● **What you will do**:
Below are the records; repeat them in full, exactly.

-------

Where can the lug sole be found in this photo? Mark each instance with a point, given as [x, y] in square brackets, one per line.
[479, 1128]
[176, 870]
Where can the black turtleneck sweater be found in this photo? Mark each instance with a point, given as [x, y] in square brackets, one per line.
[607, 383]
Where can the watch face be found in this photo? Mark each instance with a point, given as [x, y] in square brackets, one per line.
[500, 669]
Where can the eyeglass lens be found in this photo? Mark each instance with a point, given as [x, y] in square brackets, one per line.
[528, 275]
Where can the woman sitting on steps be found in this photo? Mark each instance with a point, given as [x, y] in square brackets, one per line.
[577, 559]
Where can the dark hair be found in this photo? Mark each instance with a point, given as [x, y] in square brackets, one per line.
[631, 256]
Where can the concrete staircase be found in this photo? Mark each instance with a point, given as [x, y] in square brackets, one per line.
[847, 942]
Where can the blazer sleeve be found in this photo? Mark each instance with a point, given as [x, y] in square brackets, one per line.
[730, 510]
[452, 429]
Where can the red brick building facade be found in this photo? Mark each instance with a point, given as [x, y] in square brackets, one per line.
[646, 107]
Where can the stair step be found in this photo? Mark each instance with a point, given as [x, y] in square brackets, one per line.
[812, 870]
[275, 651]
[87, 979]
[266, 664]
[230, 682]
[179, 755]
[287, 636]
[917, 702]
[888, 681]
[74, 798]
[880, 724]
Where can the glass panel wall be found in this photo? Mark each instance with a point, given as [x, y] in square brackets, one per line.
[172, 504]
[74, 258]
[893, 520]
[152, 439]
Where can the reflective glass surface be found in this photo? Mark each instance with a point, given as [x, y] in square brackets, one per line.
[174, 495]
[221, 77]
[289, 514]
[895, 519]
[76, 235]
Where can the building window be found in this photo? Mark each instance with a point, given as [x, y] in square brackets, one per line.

-------

● **Exercise response**:
Where can the lug sole be found in this photo? Mark each instance with a point, given as [x, y] in square brackets, one per line.
[479, 1128]
[176, 870]
Where can the black turtleneck sweater be found in this photo? Mark each instance with a point, given as [x, y] in square brackets, one per line.
[607, 383]
Where can the watch face be found in this photo? Mark each instance with a point, given as [x, y] in square brackets, one per line.
[500, 669]
Where can the eyeglass lens be found in this photo? Mark each instance with a point, given as [x, y] in square brackets, one per line.
[528, 275]
Where can the woman sitting on steps be found in this photo? Mark each instance with a point, given as [x, y] in square brackets, one per line.
[577, 559]
Where can the dark hair be found in this photo? Mark each instance with a point, given as [x, y] in square brackets, one per line.
[631, 256]
Where can the concrete staircase be found in this photo? Mark each instance with a point, given as [x, y] in square brackets, one per line.
[847, 942]
Where can the blazer sleeve be found in this photo? Mark each instance with a point, given as [x, y] in square brackets, one per line.
[730, 510]
[452, 429]
Where can the red brick building facade be found in this photo? Mark each instance with a point, given as [x, y] in square brackets, one per line.
[646, 107]
Where can the stair step be found in this photo? Mark each instance with a point, given as [x, y] in square brackets, one per line.
[812, 870]
[275, 651]
[87, 979]
[266, 664]
[230, 682]
[179, 755]
[287, 636]
[917, 702]
[888, 681]
[74, 798]
[880, 724]
Where can the glass panel wall be found in this photo? Mark each instance with a point, given as [x, y] in square brackets, one per line.
[172, 504]
[74, 258]
[893, 520]
[152, 439]
Where can the reflective glass surface be found in this photo? Mark each instance with a point, given as [x, y] in square brackets, one per line.
[174, 495]
[221, 77]
[289, 514]
[895, 519]
[76, 235]
Where can the building window be found in this photo? Mark each instance with a point, given as [x, y] in square brackets, one per line.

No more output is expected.